→ **Your task**: Write the item lines as a JSON list of strings, one string per line and no blank lines, starting at the first line of the items and ending at the line containing "output: a list", both included.
------------------------------------------------------------
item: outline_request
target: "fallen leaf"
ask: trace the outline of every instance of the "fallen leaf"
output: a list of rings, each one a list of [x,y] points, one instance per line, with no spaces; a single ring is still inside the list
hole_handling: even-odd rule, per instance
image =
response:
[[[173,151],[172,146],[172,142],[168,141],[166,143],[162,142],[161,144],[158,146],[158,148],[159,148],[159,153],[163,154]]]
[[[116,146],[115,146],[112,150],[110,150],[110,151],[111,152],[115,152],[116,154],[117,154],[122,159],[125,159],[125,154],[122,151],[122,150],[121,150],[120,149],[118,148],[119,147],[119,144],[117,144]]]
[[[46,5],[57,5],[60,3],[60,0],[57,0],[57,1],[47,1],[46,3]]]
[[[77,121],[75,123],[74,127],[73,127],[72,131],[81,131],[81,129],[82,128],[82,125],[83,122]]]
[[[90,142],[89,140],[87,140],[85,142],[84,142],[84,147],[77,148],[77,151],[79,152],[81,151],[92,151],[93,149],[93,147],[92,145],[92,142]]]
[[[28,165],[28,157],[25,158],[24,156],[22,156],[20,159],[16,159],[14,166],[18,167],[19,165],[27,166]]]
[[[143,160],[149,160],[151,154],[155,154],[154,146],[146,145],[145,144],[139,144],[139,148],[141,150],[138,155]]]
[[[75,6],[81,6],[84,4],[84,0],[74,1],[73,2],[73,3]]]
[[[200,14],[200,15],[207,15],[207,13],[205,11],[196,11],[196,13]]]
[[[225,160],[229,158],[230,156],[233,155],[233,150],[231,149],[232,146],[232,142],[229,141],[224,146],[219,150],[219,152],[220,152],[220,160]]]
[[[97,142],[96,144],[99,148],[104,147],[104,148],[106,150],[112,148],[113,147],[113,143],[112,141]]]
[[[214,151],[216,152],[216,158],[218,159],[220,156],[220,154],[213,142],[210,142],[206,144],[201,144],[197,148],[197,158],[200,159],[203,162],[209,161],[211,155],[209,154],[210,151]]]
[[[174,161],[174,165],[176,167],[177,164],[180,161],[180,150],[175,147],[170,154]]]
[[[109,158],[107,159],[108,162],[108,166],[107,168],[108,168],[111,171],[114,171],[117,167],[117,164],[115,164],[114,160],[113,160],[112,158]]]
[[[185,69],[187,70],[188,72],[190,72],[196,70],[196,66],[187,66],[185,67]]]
------------------------------------------------------------
→ **Output for this exercise**:
[
  "item: outline_request",
  "target: \"fallen leaf\"",
  "ask: trace the outline of every instance of the \"fallen leaf\"",
  "output: a list of rings, each one a list of [x,y] points, one instance per line, with no spaces; a single ring is still inside the list"
]